=== THE TASK ===
Rewrite the items below, changing every "target" to "object" and keeping everything else the same. Leave the pictures out of your answer.

=== A block of data ===

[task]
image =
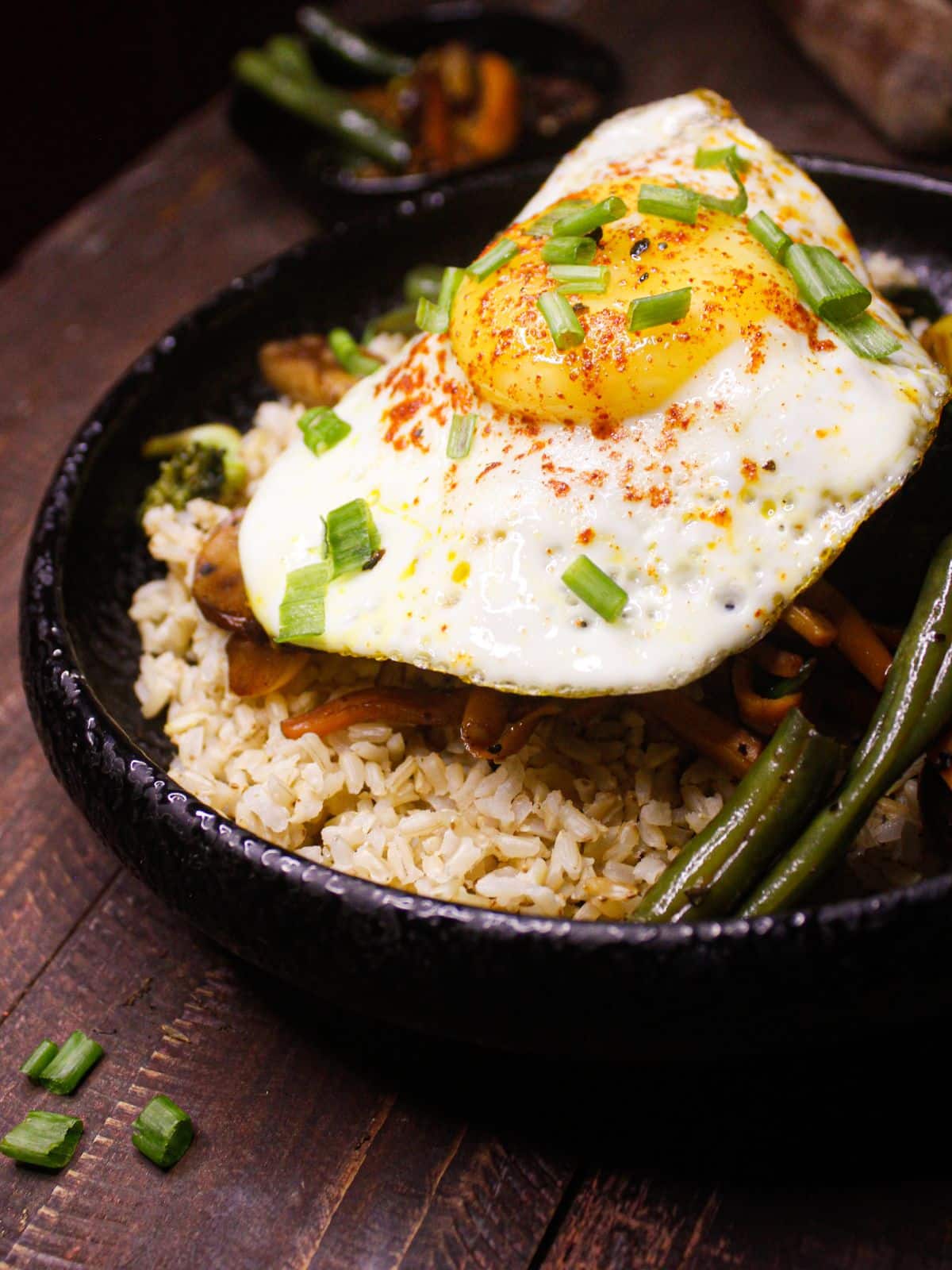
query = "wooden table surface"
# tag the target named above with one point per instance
(321, 1141)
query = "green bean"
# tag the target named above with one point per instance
(351, 48)
(324, 107)
(916, 705)
(793, 772)
(423, 279)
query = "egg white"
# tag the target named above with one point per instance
(711, 530)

=== REPLY ===
[task]
image =
query = "wooden table surface"
# tag the object named above with one point per instance
(321, 1141)
query = "green bean"
# tag the object named above with one point per instance
(351, 48)
(324, 107)
(916, 705)
(793, 772)
(423, 279)
query = "egg white"
# tag the object named above with one point per instance
(711, 530)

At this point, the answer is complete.